- [Text provided]:
There are actually many different Arduino products, but the most common ones are Arduino Uno & Mega. Both of these have a USB-to-Serial converter chip. When you use the virtual serial port on your PC, it communicates with this chip. The chip turns your communication into real Asynchronous Serial Communication, which then connects to the microcontroller you're programming on Uno or Mega. On those Arduino boards, when you use "Serial", it really is real physical Asynchronous Serial Communication, at least on short wires between the chips.

The big difference with Teensy is "Serial" is a virtual serial port. So when you use Serial.print() on Teensy, you're talking to a virtual serial port which communicates with the other virtual serial port in your PC. It never actually gets turned into actual Asynchronous Serial Communication. Keeping the communication only between virtual ports is much faster, because it's never converted to the slow baud rate of Asynchronous Serial Communication. You also get the data properly received regardless of the baud rate setting.

Many of Arduino's newer products also have virtual serial ports. Sadly, they haven't been very consistent with port names. On some boards like Arduino Micro & Leonardo, "Serial" is a USB virtual serial port, the same as Teensy. On others like Arduino Due, they named the virtual port "SerialUSB", and "Serial" is regular Asynchronous Serial Communication, sometimes to a USB-serial converter chip. It varies quite a lot across the Arduino products, but there's a strong convention that Serial.print() is supposed to end up printing to the Arduino Serial Monitor if you have everything running in the default way.

On Teensy and most Arduino boards with more ports, the names are Serial1, Serial2, Serial3 and so on. The main different between boards is how the first one is named, and whether it's a USB virtual serial port or a physical serial port which communicates with a USB-serial chip. On all Teensy boards, "Serial" is always USB virtual serial and the first physical serial is Serial1.

A big difference between physical ports and virtual ones is hot plugging. The physical port always exists, from the moment your PC boots. It never disappears. But virtual ports are created when you plug in the USB cable, and they vanish when you unplug the cable. This matters, because when boards like Teensy or Arduino Leonardo/Micro reboot, their virtual port goes away. Even though you haven't touched the cable, even though it's still physically plugged in, your PC sees this as if the cable was actually unplugged for a brief moment and then reconnected.

With boards like Arduino Uno, the USB-serial chip doesn't reboot when you reboot the microcontroller. So even though it's a virtual serial port on your PC, it remains connected the whole time. But on boards like Teensy where the virtual serial port is in the chip which reboots, your PC sees the virtual serial port vanish and then reappear. Teensy also differs from Arduino in its use of USB for programming. Arduino uses serial. Teensy actually uses USB HID for all uploading, so it only becomes a USB virtual serial port on your PC after it reboots and runs your code. Teensy also offers many different USB options, in the Tools > USB Type menu. The ones without "Serial" don't act as USB serial, so there's no COM port (Windows) or /dev/ttyACM (Linux) in those modes. However, it uses a HID interface to emulate serial in those modes, so you can still use Serial.print() to get messages to the Arduino Serial Monitor. But the default USB Type is Serial, so normally Teensy is implements a USB virtual serial port which appears as a COM or /dev/ttyACM port on your PC's operating system.

- [Stated task A]:
According to the text on Arduino and Teensy serial ports, what does Teensy use for all uploading?
- [Stated task B]:
Decide whether each statement agrees with the text on Arduino and Teensy serial ports, answering yes or no and quoting the words of the text that settle it: (i) A physical serial port disappears when the USB cable is unplugged. (ii) On Arduino Uno, the USB-serial chip reboots when the microcontroller reboots. (iii) On all Teensy boards, the first physical serial port is Serial1.
- [Stated task C]:
Carry the text on Arduino and Teensy serial ports forward, starting after its final sentence.

- [Data lines]:
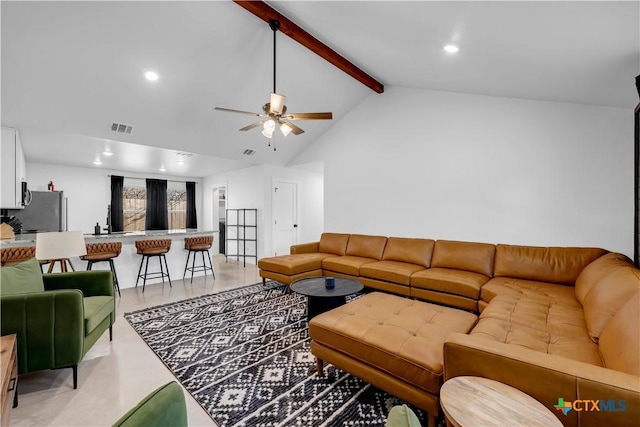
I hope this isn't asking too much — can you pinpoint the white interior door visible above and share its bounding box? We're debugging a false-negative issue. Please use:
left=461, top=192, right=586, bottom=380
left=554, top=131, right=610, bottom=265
left=272, top=181, right=298, bottom=255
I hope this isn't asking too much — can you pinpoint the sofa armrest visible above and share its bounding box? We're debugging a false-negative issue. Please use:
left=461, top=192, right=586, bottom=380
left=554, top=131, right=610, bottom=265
left=42, top=270, right=114, bottom=297
left=0, top=289, right=84, bottom=374
left=444, top=334, right=640, bottom=427
left=289, top=242, right=320, bottom=255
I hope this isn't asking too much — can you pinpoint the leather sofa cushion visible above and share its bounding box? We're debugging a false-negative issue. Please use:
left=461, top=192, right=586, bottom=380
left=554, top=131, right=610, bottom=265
left=309, top=292, right=477, bottom=394
left=411, top=267, right=489, bottom=299
left=382, top=237, right=435, bottom=268
left=480, top=277, right=582, bottom=308
left=431, top=240, right=496, bottom=277
left=584, top=267, right=640, bottom=343
left=318, top=233, right=349, bottom=255
left=347, top=234, right=387, bottom=261
left=258, top=253, right=335, bottom=275
left=360, top=261, right=424, bottom=286
left=493, top=244, right=607, bottom=285
left=598, top=294, right=640, bottom=376
left=0, top=258, right=44, bottom=295
left=576, top=252, right=633, bottom=304
left=82, top=296, right=113, bottom=335
left=470, top=295, right=603, bottom=366
left=322, top=255, right=377, bottom=277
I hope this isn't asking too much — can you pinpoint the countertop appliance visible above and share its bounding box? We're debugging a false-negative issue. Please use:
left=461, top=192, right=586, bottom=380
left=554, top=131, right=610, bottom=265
left=9, top=191, right=67, bottom=233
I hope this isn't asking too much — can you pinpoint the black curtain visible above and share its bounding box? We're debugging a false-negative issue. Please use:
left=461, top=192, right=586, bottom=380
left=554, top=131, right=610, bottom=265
left=109, top=175, right=124, bottom=231
left=186, top=181, right=198, bottom=232
left=633, top=76, right=640, bottom=267
left=144, top=178, right=169, bottom=230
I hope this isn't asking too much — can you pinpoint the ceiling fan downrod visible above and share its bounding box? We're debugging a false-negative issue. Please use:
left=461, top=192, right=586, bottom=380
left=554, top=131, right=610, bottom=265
left=269, top=19, right=280, bottom=93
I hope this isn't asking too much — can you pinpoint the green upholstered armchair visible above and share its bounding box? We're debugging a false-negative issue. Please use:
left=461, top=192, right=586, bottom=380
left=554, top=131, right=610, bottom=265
left=0, top=258, right=116, bottom=389
left=112, top=381, right=188, bottom=427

- [Reply A]:
Teensy uses USB HID for all uploading.

- [Reply B]:
(i) No: "The physical port always exists, from the moment your PC boots. It never disappears."
(ii) No: "the USB-serial chip doesn't reboot when you reboot the microcontroller"
(iii) Yes: "On all Teensy boards, "Serial" is always USB virtual serial and the first physical serial is Serial1."

- [Reply C]:
Older versions of Macintosh and pre-10 versions of Windows had bugs with their handling of virtual serial ports disconnecting while they were in use. Arduino's Serial Monitor window automatically closes when you upload, avoiding those problems. But if you have other non-Arduino software accessing the COM port, it's possible to trigger this nasty driver bug in all pre-10 versions of Windows. These problems are very confusing, but hopefully someday Windows XP, 7 & 8 will be only a distant bad memory.

Likewise, if you write programs to talk with serial ports, it's easy to forget that USB virtual ports can disconnect. On Arduino, you can use Serial as a boolean to check if the virtual port is actually connected. It doesn't vanish like the COM or /dev/ttyACM ports on a PC, but it does go into a mode where it can't communicate because the cable isn't connected (or your PC hasn't initialized the USB yet). It's common to add "while (!Serial) ; // wait" near the beginning of setup(), which waits for you to open the serial monitor. This code can also later be a problem if you want to run without a PC, since it waits forever, so don't forget to delete it from your code or modify it to give up waiting after a certain amount of time. Of course, physical serial ports can't tell if the other side is present, since they just transmit and receive the bits as timed patterns of bits.

Hopefully that clears up what serial is. ;)
 
Last edited:
gony, I notice in your photograph that it doesn't appear you've soldered pins to your Teensy. If I'm seeing it correctly, this should be the first thing to fix. Without reliable wiring, things might not work at all or if you're unlucky, might work just enough to keep you chasing complex theories of what's wrong.

You'll either need to solder header pins to the Teensy or use spring clips of some sort, like a j-hook clip for example. The pressure between the wire and the pin hole needs to be strong enough that bumping the wire (or the table) doesn't disturb the connection.
 
Status
Not open for further replies.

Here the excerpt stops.